- [PROVIDED PASSAGE]
-- Start --

This may sound squirrelly, but remember that this isn't in the "I have a concrete idea that makes precise, testable predictions!" phase of science, it is in the early stages of the "I am trying to figure out a way to make sense of the data!" phase of science.
The quantum eraser experiments were a big step towards killing these ideas; despite the eraser afterwards, the which way apparatus is still there to spoil the interference. But these ideas can still be rescued in various ways; e.g. by positing that it still takes some time for the which-way apparatus to spoil the interference, or the presence of the eraser tells the photon not to switch to the "I won't interfere" state.
These attempts at salvage suffer a mortal blow from the delayed choice quantum eraser experiments; the photon is forced to "choose" before the choice to erase has been made, so any attempts to stick to these sorts of alternative explanations are forced to resort to retrocausality.
Answered by user5174 on November 5, 2020
According to your description I agree with you that a prediction, that idler photon is more likely detected at D1 or D2, based on knowledge where signal photon hit D0, is possible.
In your simplified experiment a 50% beam splitter (BSc) has remained.
I think that reason why discussion about retrocausality has started, is the following:
Now, according to your description it is possible to do a prediction for a single photon (the idler photon) which is arriving at BSc (some nanoseconds after entangled signal photon hit D0), whether it will be reflected at the splitter or not.
This would be an astonishing result as such a prediction should not be possible at all.

-- End --

- [SOURCE DATA]
-- Start --

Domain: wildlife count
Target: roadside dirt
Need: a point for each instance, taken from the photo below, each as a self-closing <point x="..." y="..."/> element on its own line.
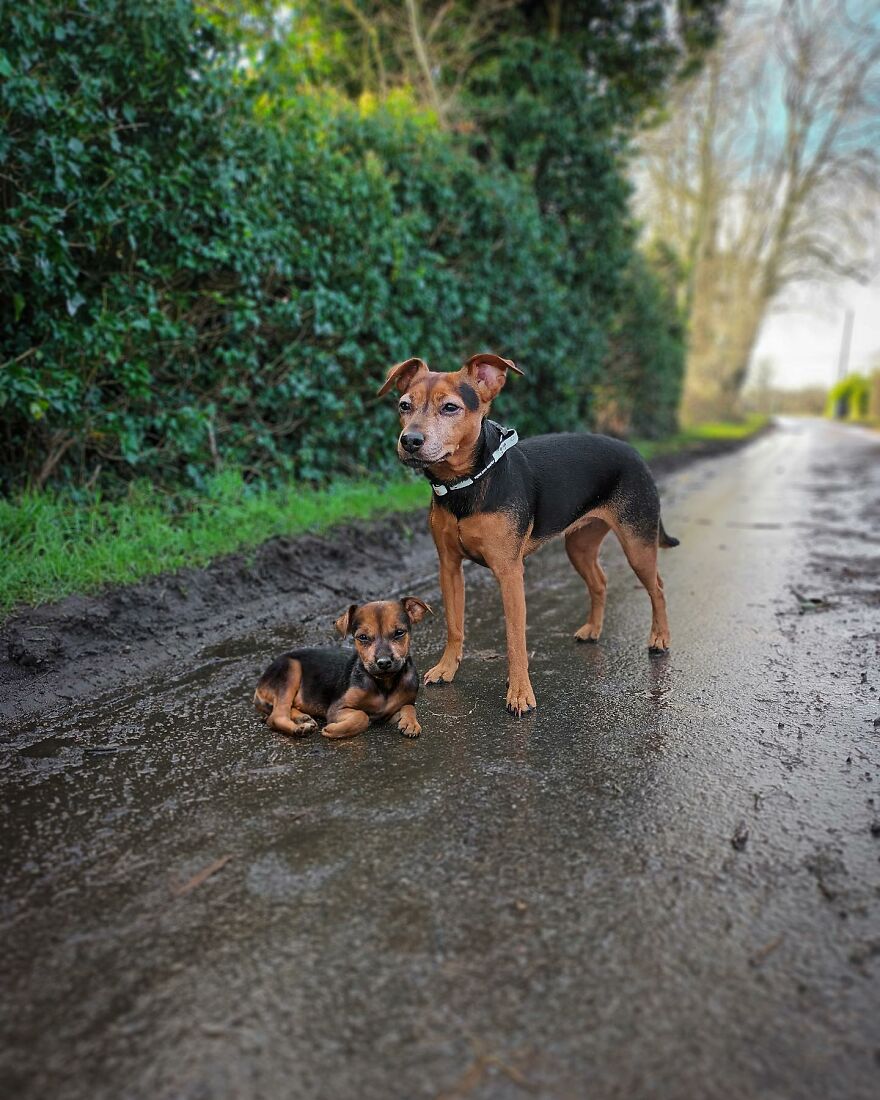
<point x="57" y="653"/>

-- End --

- [WHAT THIS EXERCISE ASKS]
a. Name every detector that the quantum eraser discussion mentions by label.
b. Answer these questions from the quantum eraser discussion:
(i) What is the splitting ratio of the beam splitter that remains in the simplified experiment?
(ii) On what date did user5174 post the answer?
(iii) After the delayed choice quantum eraser experiments, what must attempts to keep the alternative explanations resort to?
c. Write the next part of the quantum eraser discussion, picking up after its final sentence.

- [RESPONSES]
a. D0, D1, D2

b.
(i) 50%
(ii) November 5, 2020
(iii) Retrocausality

c.
Retrocausality comes into picture if such a prediction of an individual event is unacceptable and hence still considered as impossible. In such case, idler photon would unpredictably hit at D1 or D2.
As a logical consequence, result at D0 would have to be changed retrocausal, so that proper interference pattern would appear at the end.
Answered by Achim Herrmann on November 5, 2020
Old question, and the physical part of it has already been explained sufficiently by the other answers. I'd like to answer your question:
If it IS yes, then why is there any discussion at all about backwards causation?
The main reason is because people do not understand that the pattern at D0 does not actually change. People who have heard of the experiment, but have not actually looked at the details of it, think that which D1-D4 detector the photon lands determines where its twin lands (has landed) at D0. The D1/2 photons show an interference pattern at D0, while the D3/D4 photons show a bulge pattern at D0, so where the D1-D4 photon lands must influence where its twin lands at D0, right? I think it is an easy misinterpretation to make by a layman, and it even happens to respected presenters like PBS Digital Studios: https://www.youtube.com/watch?v=8ORLN_KwAgs&t=157s.
They don't understand that all photons always show interference at D0, and nothing changes in that based on what happens at the other side. It is just that if you add up the interference patterns of the photons that land at D3 or D4, that they happen to add up to form a bulge pattern.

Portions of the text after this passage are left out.